[Dataset excerpts on object pointing]
────────────────────
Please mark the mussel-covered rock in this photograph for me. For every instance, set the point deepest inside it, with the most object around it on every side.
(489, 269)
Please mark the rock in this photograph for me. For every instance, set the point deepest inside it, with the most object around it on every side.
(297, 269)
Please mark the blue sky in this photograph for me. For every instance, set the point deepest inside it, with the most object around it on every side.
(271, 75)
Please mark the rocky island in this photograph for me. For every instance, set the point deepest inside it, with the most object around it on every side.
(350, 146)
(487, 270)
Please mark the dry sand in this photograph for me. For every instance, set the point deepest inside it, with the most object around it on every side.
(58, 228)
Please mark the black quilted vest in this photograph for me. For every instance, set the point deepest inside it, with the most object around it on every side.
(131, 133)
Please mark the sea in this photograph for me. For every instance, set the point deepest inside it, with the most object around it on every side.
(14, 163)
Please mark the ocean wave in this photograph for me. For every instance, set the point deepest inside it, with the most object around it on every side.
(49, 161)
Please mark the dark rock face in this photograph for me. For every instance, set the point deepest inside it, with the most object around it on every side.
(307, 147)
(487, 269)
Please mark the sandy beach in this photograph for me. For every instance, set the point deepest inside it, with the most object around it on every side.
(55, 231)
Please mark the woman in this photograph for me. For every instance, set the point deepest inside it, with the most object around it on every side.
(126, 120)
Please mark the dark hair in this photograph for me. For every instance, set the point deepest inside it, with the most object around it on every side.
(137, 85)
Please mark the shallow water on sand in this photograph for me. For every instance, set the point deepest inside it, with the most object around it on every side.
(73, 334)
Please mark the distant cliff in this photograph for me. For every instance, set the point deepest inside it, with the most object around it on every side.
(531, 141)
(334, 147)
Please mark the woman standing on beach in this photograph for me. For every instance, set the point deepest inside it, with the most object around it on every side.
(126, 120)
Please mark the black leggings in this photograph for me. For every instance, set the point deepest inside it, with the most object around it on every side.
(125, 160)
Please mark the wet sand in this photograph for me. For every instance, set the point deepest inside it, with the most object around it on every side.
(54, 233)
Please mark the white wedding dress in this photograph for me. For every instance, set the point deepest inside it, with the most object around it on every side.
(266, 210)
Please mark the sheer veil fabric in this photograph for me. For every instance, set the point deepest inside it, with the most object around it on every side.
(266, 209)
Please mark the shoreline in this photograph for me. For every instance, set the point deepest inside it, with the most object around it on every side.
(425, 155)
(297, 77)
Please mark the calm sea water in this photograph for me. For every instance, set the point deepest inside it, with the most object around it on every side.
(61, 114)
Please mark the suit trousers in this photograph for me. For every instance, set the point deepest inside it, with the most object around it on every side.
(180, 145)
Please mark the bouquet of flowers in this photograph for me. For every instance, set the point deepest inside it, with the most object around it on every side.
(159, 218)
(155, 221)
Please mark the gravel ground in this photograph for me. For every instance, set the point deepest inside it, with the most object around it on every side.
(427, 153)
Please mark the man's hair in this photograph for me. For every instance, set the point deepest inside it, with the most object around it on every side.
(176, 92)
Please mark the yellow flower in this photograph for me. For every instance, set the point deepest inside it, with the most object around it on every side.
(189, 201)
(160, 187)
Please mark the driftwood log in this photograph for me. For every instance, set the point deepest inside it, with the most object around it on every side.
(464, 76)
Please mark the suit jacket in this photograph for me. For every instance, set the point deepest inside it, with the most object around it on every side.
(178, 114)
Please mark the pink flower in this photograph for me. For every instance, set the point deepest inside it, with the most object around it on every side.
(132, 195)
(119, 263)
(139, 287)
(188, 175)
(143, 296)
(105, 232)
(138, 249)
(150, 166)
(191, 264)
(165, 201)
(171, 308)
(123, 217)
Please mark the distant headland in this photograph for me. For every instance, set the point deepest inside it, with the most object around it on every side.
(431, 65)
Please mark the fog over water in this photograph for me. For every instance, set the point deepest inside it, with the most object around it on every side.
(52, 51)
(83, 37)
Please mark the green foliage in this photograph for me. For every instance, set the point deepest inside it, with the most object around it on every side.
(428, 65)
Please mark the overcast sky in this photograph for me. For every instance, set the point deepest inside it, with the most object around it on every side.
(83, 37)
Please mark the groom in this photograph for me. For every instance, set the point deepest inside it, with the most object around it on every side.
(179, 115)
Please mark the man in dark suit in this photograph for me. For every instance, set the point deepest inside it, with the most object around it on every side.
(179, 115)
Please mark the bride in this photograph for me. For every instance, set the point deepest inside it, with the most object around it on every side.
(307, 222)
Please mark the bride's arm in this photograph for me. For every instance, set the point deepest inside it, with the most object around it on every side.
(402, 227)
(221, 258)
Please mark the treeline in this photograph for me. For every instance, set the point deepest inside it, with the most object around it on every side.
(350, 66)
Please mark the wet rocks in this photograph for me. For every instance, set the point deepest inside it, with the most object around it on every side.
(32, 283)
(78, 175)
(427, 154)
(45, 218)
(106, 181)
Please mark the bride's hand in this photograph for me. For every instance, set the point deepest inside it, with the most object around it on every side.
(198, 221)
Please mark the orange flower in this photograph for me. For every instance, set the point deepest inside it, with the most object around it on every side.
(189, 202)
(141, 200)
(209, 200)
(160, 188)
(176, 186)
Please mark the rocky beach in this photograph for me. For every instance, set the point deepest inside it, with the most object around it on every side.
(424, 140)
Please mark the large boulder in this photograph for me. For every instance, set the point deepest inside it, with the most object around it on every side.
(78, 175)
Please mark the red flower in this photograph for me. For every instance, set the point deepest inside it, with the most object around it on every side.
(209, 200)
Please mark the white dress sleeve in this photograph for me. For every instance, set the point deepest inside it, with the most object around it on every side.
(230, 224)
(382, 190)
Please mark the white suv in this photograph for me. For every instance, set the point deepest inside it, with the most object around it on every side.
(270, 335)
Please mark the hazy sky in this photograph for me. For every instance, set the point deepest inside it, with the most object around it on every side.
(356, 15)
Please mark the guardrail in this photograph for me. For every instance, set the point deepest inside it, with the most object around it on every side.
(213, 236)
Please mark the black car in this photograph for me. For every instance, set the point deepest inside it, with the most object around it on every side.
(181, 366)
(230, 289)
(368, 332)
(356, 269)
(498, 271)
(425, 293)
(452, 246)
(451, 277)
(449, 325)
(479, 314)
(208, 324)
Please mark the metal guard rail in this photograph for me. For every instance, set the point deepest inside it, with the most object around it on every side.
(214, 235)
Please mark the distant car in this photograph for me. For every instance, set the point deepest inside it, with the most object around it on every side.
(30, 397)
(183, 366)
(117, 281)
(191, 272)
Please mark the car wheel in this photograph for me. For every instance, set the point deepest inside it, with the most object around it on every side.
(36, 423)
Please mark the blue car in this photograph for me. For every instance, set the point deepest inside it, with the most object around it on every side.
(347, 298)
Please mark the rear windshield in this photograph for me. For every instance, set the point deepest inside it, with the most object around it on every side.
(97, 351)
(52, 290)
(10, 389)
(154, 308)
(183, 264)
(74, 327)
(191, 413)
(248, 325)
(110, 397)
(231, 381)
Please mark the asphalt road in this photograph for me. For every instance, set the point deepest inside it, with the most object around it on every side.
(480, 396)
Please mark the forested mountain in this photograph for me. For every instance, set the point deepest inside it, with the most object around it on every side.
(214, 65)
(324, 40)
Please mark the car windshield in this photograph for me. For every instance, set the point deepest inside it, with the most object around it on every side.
────────────────────
• [WHAT YOU WILL DO] Can you reproduce every one of the lines above, character for character, without changing anything?

• [WRITTEN SOLUTION]
Please mark the mussel-covered rock in this photograph for me. For every instance, set the point deepest inside it, with the most object around it on every side.
(489, 269)
Please mark the rock in this photograph for me. For every instance, set the point deepest inside it, with the most object around it on every side.
(297, 269)
Please mark the blue sky in this photograph for me. For every instance, set the point deepest inside it, with the most object around it on every side.
(271, 75)
Please mark the rocky island in this photograph for me. For every instance, set the point deepest inside it, with the most object around it on every side.
(350, 146)
(487, 270)
Please mark the dry sand in this photograph for me. For every instance, set the point deepest inside it, with the most object around it on every side.
(58, 228)
Please mark the black quilted vest in this photograph for me. For every instance, set the point deepest inside it, with the most object around it on every side.
(131, 133)
Please mark the sea in this photograph for me. For every instance, set the point deepest inside it, with the most object around it on every side.
(14, 163)
Please mark the ocean wave in this photograph for me. For every instance, set the point deepest inside it, with the most object around it on every side.
(49, 161)
Please mark the dark rock face in this photograph for me. For every instance, set the point deepest inside it, with the most object around it on every side.
(307, 147)
(487, 269)
Please mark the sandy beach in this photograph for me. For every instance, set the point deepest inside it, with the most object around it on every side.
(55, 231)
Please mark the woman in this photograph for me. For every instance, set the point deepest inside it, with the most object around it on every side.
(126, 120)
Please mark the dark hair in this photograph for me. For every instance, set the point deepest inside it, with the most object around it on every side.
(137, 85)
Please mark the shallow water on sand in this photograph for me. For every instance, set the point deepest inside it, with the most object around it on every side.
(73, 334)
Please mark the distant cliff in this photograph for me. For every instance, set the point deepest inside it, with the most object around it on every side.
(531, 141)
(334, 147)
Please mark the woman standing on beach in this photograph for me. For every instance, set the point deepest inside it, with the most object around it on every side.
(126, 120)
Please mark the black leggings in this photograph for me. For every instance, set the point deepest inside it, with the most object around it on every side.
(125, 160)
Please mark the wet sand in this photograph for me. For every instance, set the point deepest inside it, with the most object around it on every side.
(54, 233)
Please mark the white wedding dress in this photograph for me. For every instance, set the point deepest inside it, with the most object around it on every side.
(266, 210)
Please mark the sheer veil fabric in this photograph for me. For every instance, set the point deepest inside it, with the most object around it on every side.
(266, 209)
Please mark the shoreline in this photograph for me. For every instance, set the point deepest inside it, with the most object around it on every side.
(425, 155)
(297, 77)
Please mark the calm sea water in this photograph for me. For every instance, set the point deepest inside it, with the most object around it on every side.
(61, 114)
Please mark the suit trousers in this photograph for me. For every instance, set the point deepest inside it, with the most object around it on every side.
(180, 145)
Please mark the bouquet of flowers in this photograph for me. For every instance, set the point deepest inside it, with the most object around it on every side.
(159, 218)
(155, 221)
Please mark the gravel ground in this photograph for me. For every instance, set the point deepest inside it, with the most object around it on every side.
(427, 153)
Please mark the man's hair in this photograph for me. For every instance, set the point deepest inside it, with the most object around it on every side.
(176, 92)
Please mark the yellow flower in this photograph for me. For every instance, set the point deepest inside it, with the most object around it on every side.
(189, 201)
(160, 187)
Please mark the driftwood log in this photograph for me. For every instance, set the point deepest inside it, with the most object around it on every side.
(464, 76)
Please mark the suit jacket in this photograph for me. For every instance, set the point deepest inside it, with the most object around it on every side.
(178, 114)
Please mark the pink flower in this photograph for me. For every instance, set the point deepest inside it, with the most object around it on every side.
(132, 195)
(119, 263)
(139, 287)
(188, 175)
(143, 296)
(105, 232)
(138, 249)
(150, 166)
(191, 264)
(165, 201)
(171, 308)
(123, 217)
Please mark the distant headland in this photograph for me. For every instance, set the point deepest inside it, with the most object around it on every side.
(431, 65)
Please mark the fog over water in this photograph for me. For every instance, set the point deepest inside it, with the most object around it on every side.
(52, 51)
(83, 37)
Please mark the green foliage in this photograph for me. For every instance, set the point deepest inside it, with the most object around it on every side.
(428, 65)
Please mark the overcast sky in this photograph for me. For every instance, set the point deepest inside it, with the most object around it on every side.
(83, 37)
Please mark the groom in this photograph for me. For every instance, set the point deepest inside it, with the most object around it on every side.
(179, 115)
Please mark the man in dark suit in this photograph for me. For every instance, set the point deepest inside it, with the most object around it on every side.
(179, 115)
Please mark the bride in this photograph for me. For every instance, set the point deepest inside it, with the most object around it on every side.
(307, 222)
Please mark the bride's arm in this photograph for me. For every instance, set the point deepest inside it, with the most object around it on every side.
(402, 227)
(221, 258)
Please mark the treeline in this photograph for me. For every instance, set the point deepest inside it, with the most object around it on every side.
(350, 66)
Please mark the wet rocks in this photograph for me. For every instance, set the point deepest inside it, with the most object around it on every side.
(32, 283)
(78, 175)
(427, 154)
(45, 218)
(106, 181)
Please mark the bride's hand in this photograph for me. For every instance, set the point deepest inside it, with the most object around it on every side.
(198, 221)
Please mark the orange flower in this photograph for me. For every instance, set the point deepest inside it, with the most object around it on every side.
(189, 202)
(141, 200)
(209, 200)
(160, 188)
(176, 186)
Please mark the rocky beach in this photograph for me. For every instance, set the point deepest inside it, with the most object around it on every side.
(424, 140)
Please mark the large boulder in this photograph for me. For every instance, set the point deepest inside it, with the most object around it on every side.
(78, 175)
Please mark the red flower in this photograph for me. For every instance, set the point deepest inside it, with the most object around it on every side.
(209, 200)
Please mark the white dress sleeve in this photograph for me. For every instance, set the point deepest inside it, with the most object around it on every side.
(230, 224)
(382, 190)
Please mark the white suv in this photograph for me. For every instance, set the point deepest inside it, with the most object around it on every side.
(270, 335)
Please mark the hazy sky in this photograph for me. For every instance, set the point deepest inside it, with the most object around it on every side.
(356, 15)
Please mark the guardrail in this photograph for me. For every instance, set the point deepest inside it, with the most object around it on every side.
(213, 236)
Please mark the black car in this photograph for me. For every instance, set the point deepest inside it, with the most object around it on every side.
(181, 366)
(230, 289)
(368, 332)
(356, 269)
(498, 271)
(425, 293)
(452, 246)
(451, 277)
(449, 325)
(479, 314)
(208, 324)
Please mark the metal guard rail in this photograph for me. For every instance, set the point deepest inside it, with the most object around it on every side.
(214, 235)
Please mark the distant car in this photograph for me. For every instance, set the point deepest inside it, with the most object around it on every side.
(30, 397)
(183, 366)
(117, 281)
(191, 272)
Please mark the car wheel in this photograph for me. For every instance, set the point deepest inside it, with the most object around it on every side.
(36, 423)
Please mark the blue car in this photograph for me. For every instance, set the point deepest inside it, with the most object around it on every side.
(347, 298)
Please mark the rear windshield in this photograph for me. For every instance, set the point deepest inside it, with the most object around it on every side.
(97, 351)
(52, 290)
(10, 389)
(154, 308)
(183, 264)
(74, 327)
(191, 413)
(248, 325)
(110, 397)
(231, 381)
Please mark the asphalt road in this photograph for me. For every instance, set the point deepest inside it, with the most object around it on every side.
(480, 396)
Please mark the forested mountain in this photograph for me. For every instance, set the point deepest inside it, with the most object around it on every side.
(214, 65)
(324, 40)
Please mark the car windshield in this photograph for me. For every instance, set the point deepest inside it, with the most object around it on every side.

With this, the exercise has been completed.